During one of my many walks around the campground, I ran into a couple of fellow campers who graciously invited me over to their campsite for Happy Hour. Charles and Jeannie are from the Phoenix area and are just a blast. Charles butchers his own meat and he insisted that I stay for dinner. He grilled this most incredible steak, melt in your mouth tender. Jeannie's passion is music and is a very accomplished vocalist and songwriter. I really hope she follows her dreams and goes for it. I enjoyed my evening immensely. I should also mention that Charles is a mountain biker and in one of his rides today around the park, he came across an ostrich farm.  He took the most hilarious video of an ostrich, who once she saw Charles started flirting outrageously. 
Such great fun to sit under the stars, drinking wine with good people.

Friday, February 20, 2015

A Reasonable Desert

Big surprise today – woke up and it was cloudy. I know I shouldn't complain, but I was thinking the other day about how every day with sunshine does get a little boring. A little bit of weather makes my heart sing. I'm not complaining because I certainly don't want the weather gods to think that I am ungrateful for all this sunshine. Let's just say that it was nice to wake up to some clouds.

I decided that it would probably be wise to take my car to the trail heads. No need to get all tuckered out before I even get to the trail. I tow my car behind the RV using a tow bar. It is important when you want to hook up or unhook that the car and the RV are in a straight line. Otherwise it is very difficult to get the pin that connects the tow bar to the car out. Usually it is a 5 minute job to unhook the car. Forty minutes later, I finally got it unhooked. Guess I wasn't all that straight – another learning experience.

# # # # #

> [Short problem a] Quote the camping blog entry from "Big surprise today" up to and including "to some clouds.".

# # # # #

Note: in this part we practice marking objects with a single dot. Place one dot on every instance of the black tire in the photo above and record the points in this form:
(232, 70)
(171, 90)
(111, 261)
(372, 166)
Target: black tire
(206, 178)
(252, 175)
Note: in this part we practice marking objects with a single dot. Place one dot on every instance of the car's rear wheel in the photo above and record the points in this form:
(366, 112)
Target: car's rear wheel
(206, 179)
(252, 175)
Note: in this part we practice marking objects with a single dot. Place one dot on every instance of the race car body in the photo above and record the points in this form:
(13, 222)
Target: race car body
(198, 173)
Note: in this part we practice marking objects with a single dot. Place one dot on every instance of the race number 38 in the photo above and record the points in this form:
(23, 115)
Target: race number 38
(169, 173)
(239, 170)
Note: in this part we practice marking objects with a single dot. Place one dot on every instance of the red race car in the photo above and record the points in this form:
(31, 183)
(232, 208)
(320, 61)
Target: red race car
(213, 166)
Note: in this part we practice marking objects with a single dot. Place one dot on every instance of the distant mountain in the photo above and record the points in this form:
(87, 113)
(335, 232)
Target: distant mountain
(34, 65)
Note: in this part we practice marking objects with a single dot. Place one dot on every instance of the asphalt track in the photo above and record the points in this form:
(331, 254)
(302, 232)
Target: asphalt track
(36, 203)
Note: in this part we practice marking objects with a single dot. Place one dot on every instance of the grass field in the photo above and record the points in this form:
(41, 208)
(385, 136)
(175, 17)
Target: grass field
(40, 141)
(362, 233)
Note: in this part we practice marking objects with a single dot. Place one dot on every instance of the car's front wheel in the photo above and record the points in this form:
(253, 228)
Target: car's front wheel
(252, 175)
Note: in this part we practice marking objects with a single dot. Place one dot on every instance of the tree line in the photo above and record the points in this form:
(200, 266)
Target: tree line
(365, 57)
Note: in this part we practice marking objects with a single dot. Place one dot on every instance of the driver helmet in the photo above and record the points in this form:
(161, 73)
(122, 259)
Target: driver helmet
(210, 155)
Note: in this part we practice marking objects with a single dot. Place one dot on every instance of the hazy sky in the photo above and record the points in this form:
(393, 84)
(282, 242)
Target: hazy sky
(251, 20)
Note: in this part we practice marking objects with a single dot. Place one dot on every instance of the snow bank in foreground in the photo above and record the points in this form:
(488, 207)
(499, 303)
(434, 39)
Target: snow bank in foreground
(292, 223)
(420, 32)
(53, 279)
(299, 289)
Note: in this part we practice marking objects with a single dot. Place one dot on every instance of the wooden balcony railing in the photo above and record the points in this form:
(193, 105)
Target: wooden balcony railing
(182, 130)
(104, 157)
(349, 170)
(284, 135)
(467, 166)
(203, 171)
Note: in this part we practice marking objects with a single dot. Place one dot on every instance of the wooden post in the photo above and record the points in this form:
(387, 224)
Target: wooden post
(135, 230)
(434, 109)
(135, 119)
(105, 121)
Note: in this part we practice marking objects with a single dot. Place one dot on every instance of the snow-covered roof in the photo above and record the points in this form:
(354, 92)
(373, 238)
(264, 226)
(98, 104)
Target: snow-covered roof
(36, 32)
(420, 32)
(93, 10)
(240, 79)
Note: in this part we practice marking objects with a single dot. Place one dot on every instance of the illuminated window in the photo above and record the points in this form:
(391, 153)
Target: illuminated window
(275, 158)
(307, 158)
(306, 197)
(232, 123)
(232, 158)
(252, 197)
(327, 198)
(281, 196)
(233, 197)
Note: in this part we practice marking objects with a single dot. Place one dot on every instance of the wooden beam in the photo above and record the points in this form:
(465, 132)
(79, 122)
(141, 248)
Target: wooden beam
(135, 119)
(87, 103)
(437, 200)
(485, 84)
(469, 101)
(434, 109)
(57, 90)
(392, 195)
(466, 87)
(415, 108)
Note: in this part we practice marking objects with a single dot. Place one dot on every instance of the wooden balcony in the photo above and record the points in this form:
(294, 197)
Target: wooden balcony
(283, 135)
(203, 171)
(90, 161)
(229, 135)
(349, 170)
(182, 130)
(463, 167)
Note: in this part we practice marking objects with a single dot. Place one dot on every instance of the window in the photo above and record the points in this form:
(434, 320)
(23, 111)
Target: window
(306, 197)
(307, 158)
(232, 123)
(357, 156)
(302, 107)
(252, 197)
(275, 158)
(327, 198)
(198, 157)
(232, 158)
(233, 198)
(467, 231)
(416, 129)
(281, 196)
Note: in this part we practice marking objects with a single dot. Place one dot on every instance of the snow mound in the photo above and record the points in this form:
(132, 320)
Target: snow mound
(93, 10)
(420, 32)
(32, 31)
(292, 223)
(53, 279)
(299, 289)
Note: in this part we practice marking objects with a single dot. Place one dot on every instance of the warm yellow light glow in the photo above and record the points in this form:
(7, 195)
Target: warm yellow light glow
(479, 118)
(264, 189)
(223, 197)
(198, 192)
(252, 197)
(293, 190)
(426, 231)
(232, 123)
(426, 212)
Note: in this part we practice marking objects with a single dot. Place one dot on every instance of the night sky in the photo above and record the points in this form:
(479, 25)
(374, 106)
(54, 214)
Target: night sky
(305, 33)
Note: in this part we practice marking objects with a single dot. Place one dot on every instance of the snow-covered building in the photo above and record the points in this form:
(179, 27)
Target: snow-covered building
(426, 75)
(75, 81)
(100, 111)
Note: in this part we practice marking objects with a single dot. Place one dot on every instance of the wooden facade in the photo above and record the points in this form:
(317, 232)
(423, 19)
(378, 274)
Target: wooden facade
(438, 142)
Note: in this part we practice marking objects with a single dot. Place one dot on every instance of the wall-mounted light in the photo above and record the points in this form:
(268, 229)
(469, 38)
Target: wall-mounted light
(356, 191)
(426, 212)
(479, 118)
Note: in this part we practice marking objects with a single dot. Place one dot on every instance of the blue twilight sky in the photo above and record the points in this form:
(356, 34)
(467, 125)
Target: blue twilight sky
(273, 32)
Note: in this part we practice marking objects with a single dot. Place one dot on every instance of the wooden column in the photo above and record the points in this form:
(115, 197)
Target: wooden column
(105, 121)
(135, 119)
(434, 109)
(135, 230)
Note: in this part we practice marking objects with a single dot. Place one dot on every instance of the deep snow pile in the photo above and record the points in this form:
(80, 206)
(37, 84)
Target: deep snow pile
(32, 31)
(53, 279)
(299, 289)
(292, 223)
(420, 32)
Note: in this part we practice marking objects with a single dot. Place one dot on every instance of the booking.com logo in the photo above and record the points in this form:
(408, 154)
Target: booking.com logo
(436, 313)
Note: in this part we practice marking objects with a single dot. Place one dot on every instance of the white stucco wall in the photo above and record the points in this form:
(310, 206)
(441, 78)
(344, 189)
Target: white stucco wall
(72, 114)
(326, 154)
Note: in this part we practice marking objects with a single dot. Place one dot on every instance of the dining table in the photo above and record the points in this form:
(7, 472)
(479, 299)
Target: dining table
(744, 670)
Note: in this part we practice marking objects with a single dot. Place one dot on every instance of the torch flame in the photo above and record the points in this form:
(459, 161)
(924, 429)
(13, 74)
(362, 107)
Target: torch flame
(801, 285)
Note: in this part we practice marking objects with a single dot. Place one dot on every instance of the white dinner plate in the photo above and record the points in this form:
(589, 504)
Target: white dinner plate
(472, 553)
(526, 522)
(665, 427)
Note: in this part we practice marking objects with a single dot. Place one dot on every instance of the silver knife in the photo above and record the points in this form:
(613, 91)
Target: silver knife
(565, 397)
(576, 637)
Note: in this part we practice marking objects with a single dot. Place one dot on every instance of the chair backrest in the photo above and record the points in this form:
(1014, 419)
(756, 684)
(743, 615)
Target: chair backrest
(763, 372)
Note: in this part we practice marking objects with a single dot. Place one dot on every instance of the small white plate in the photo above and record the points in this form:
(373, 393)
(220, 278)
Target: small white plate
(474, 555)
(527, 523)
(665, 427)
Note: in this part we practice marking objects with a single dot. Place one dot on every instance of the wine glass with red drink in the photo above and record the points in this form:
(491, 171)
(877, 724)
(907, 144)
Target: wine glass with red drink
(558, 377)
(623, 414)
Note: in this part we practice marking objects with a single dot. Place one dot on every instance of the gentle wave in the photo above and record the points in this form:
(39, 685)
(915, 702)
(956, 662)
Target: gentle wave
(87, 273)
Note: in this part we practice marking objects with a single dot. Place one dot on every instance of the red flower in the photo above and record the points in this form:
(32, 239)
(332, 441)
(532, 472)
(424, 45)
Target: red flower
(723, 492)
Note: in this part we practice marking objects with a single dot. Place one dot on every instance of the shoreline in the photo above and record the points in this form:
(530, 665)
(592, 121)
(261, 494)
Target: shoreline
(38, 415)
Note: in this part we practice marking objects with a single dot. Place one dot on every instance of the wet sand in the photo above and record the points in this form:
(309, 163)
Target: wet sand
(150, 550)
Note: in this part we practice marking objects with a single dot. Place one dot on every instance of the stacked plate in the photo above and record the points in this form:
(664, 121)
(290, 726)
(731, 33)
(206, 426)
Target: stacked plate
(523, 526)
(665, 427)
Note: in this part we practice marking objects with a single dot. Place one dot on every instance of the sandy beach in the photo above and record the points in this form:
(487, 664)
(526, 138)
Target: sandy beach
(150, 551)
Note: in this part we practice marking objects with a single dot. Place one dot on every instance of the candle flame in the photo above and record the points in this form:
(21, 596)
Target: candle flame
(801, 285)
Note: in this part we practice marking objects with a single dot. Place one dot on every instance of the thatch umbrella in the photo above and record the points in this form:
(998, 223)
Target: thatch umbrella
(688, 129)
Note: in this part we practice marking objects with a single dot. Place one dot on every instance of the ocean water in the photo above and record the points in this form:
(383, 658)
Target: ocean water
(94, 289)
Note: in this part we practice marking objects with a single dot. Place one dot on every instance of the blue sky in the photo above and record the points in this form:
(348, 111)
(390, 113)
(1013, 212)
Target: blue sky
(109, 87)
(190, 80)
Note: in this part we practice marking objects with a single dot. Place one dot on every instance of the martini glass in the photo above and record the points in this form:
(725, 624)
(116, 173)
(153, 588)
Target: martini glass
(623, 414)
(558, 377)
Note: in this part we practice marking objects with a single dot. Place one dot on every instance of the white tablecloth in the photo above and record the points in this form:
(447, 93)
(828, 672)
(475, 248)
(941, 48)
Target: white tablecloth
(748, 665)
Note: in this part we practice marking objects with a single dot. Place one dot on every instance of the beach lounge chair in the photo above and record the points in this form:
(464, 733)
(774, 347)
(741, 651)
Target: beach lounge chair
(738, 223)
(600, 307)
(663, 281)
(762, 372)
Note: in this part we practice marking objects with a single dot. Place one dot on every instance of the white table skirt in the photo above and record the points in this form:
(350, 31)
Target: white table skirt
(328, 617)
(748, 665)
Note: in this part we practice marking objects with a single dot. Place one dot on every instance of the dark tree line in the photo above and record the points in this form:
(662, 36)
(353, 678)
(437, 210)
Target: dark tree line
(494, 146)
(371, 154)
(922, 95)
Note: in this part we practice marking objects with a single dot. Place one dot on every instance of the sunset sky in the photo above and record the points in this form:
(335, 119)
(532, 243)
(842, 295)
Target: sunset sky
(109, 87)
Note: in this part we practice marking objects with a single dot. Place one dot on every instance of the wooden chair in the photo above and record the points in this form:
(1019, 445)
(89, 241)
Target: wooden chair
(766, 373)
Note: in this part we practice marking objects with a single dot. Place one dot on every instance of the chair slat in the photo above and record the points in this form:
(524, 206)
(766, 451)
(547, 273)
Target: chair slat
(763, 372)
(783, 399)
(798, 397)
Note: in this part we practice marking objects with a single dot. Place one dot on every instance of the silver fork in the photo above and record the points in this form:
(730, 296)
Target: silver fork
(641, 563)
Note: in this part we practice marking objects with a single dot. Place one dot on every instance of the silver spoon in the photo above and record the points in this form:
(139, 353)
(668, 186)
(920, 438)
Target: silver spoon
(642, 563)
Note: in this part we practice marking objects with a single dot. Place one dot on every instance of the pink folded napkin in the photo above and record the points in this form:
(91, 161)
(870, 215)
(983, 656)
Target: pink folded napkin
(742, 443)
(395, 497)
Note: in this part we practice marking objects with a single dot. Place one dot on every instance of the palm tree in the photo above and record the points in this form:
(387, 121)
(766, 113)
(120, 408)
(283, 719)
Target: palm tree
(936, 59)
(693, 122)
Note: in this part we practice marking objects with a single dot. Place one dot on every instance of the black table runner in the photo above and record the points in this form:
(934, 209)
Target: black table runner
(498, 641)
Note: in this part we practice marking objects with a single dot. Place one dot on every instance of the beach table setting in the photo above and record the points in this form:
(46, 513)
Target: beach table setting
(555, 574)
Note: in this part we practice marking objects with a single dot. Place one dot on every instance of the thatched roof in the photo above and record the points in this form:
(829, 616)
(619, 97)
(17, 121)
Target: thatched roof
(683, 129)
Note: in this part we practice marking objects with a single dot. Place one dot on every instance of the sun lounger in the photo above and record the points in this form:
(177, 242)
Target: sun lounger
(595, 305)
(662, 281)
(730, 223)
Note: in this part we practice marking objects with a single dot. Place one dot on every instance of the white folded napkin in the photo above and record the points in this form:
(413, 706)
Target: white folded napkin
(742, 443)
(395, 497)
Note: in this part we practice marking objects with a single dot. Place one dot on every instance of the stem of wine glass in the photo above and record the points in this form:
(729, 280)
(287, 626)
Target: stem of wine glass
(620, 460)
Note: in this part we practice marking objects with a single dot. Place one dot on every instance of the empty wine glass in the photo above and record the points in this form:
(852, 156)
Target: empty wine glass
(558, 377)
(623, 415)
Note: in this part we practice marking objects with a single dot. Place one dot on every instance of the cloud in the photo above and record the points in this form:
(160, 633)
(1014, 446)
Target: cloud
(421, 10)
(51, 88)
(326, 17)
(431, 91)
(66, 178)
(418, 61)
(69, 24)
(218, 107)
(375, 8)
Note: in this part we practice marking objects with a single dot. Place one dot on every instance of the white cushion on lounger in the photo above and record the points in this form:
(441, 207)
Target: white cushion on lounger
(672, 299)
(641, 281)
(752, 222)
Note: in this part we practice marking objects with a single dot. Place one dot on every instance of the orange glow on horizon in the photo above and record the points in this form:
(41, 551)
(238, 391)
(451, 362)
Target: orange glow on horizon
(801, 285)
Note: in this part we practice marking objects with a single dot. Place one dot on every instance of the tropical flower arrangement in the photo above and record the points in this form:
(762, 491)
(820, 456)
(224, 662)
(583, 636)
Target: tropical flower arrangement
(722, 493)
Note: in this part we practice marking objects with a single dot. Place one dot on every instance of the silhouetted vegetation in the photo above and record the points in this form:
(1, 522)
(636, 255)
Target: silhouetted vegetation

# # # # #

> [Short problem b] Pull out every line of the rows that contains the string "mounted", matching its case exactly.

> [Task output a]
Big surprise today – woke up and it was cloudy. I know I shouldn't complain, but I was thinking the other day about how every day with sunshine does get a little boring. A little bit of weather makes my heart sing. I'm not complaining because I certainly don't want the weather gods to think that I am ungrateful for all this sunshine. Let's just say that it was nice to wake up to some clouds.

> [Task output b]
Note: in this part we practice marking objects with a single dot. Place one dot on every instance of the wall-mounted light in the photo above and record the points in this form:
Target: wall-mounted light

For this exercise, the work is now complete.